═══ Text provided

Guigues Guiffrey, Seigneur de Boutières, (Manoir de la Tour, Le Cheylas, 13 May 1497 - Château du Touvet, 21 December 1545), was a French military commander in the Italian Wars.

==Biography==
In 1521, he served under Chevalier Bayard in the Siege of Mézières in the Ardennes, and in 1524 he commanded a company of gendarmes in the Defense of Marseille against the Imperial forces.

He married Gasparde Berlioz in 1526.

On 25 September 1527, he was part of a delegation sent by Francis I to London to conclude an alliance with Henry VIII against Emperor Charles V.

The French king, Francis I, named him military governor of Turin, Italy, in 1537, but because of his mediocre administrative talents he served just a short time. He acquired the Château du Touvet during the same year.

══════
═══ Data extracts

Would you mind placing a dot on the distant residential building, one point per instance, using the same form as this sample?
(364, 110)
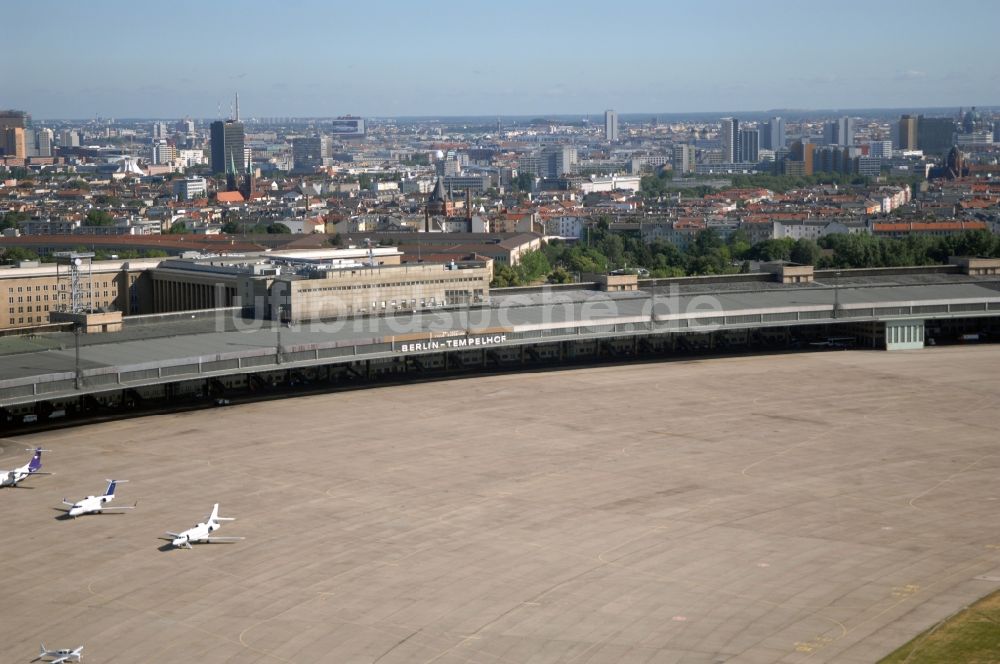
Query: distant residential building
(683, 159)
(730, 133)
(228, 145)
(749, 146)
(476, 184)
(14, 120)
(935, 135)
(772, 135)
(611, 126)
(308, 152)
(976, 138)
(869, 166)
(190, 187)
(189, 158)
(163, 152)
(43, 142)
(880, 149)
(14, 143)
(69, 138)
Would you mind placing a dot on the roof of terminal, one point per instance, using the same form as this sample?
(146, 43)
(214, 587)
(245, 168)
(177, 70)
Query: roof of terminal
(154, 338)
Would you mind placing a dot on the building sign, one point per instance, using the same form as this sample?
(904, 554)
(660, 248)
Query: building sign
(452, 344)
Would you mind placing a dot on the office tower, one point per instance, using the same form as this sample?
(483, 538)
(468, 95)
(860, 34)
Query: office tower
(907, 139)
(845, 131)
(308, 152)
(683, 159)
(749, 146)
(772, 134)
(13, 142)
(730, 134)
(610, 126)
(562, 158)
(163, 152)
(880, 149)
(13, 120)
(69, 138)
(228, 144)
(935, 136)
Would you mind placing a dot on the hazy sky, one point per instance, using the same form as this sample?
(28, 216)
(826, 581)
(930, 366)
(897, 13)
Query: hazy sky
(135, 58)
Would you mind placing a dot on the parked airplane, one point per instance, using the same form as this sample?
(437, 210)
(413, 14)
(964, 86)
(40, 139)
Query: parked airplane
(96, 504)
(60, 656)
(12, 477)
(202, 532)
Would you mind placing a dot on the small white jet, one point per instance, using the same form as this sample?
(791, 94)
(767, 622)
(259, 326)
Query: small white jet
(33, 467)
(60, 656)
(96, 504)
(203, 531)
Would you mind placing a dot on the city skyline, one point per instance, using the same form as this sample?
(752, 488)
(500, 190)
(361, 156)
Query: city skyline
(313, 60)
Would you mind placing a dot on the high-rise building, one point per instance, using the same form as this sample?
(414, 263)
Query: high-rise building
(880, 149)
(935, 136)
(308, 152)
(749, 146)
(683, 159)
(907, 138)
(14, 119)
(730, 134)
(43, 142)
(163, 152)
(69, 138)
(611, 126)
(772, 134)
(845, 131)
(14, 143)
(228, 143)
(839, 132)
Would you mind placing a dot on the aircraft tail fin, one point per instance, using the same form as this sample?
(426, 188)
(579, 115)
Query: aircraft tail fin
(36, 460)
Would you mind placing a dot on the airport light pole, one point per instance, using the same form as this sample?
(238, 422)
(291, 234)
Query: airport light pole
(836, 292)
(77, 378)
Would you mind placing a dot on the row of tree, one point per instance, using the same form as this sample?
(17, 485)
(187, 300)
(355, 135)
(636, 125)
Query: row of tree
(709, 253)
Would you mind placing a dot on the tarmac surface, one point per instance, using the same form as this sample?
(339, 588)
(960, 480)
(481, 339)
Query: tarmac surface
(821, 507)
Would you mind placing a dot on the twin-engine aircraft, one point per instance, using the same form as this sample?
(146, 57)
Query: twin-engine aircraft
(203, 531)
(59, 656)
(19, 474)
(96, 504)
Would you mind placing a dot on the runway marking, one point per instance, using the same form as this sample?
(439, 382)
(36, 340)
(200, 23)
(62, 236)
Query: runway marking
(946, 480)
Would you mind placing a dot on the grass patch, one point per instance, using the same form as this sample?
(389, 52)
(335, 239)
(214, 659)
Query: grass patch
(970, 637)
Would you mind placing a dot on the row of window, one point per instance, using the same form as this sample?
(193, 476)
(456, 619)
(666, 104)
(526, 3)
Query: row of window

══════

### Exercise objective
Copy out the stretch of the Guigues Guiffrey text from "He married Gasparde" through "the same year.", word for word.

### Problem solution
He married Gasparde Berlioz in 1526.

On 25 September 1527, he was part of a delegation sent by Francis I to London to conclude an alliance with Henry VIII against Emperor Charles V.

The French king, Francis I, named him military governor of Turin, Italy, in 1537, but because of his mediocre administrative talents he served just a short time. He acquired the Château du Touvet during the same year.